→ **What is needed**
Render every entry below as a JSON list of strings, one string per line, omitting blank lines and leaving out the pictures.

→ **Material for this exercise**
———

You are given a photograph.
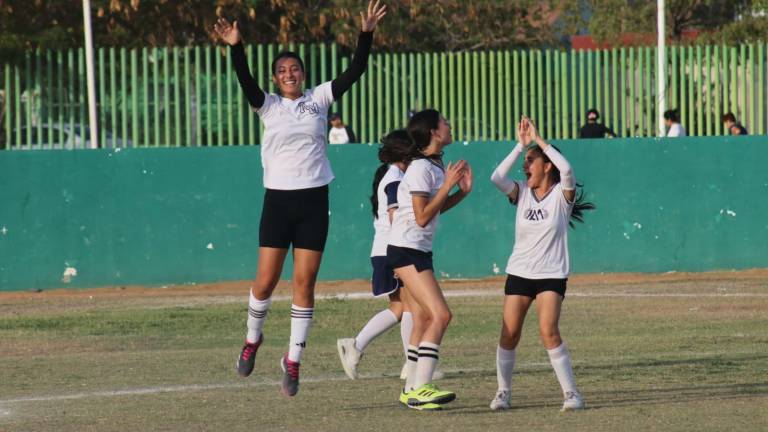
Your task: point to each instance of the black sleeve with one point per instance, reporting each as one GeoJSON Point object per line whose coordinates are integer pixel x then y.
{"type": "Point", "coordinates": [253, 93]}
{"type": "Point", "coordinates": [608, 131]}
{"type": "Point", "coordinates": [344, 82]}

———

→ **Response below**
[
  "You are given a photograph.",
  "Your task: point to each instance of the black sleeve with one point per instance, reporting each as one GeoJSON Point object per line whose coordinates are integer pixel x then y.",
  "{\"type\": \"Point\", \"coordinates\": [253, 93]}",
  "{\"type\": \"Point\", \"coordinates\": [608, 131]}",
  "{\"type\": \"Point\", \"coordinates\": [344, 82]}"
]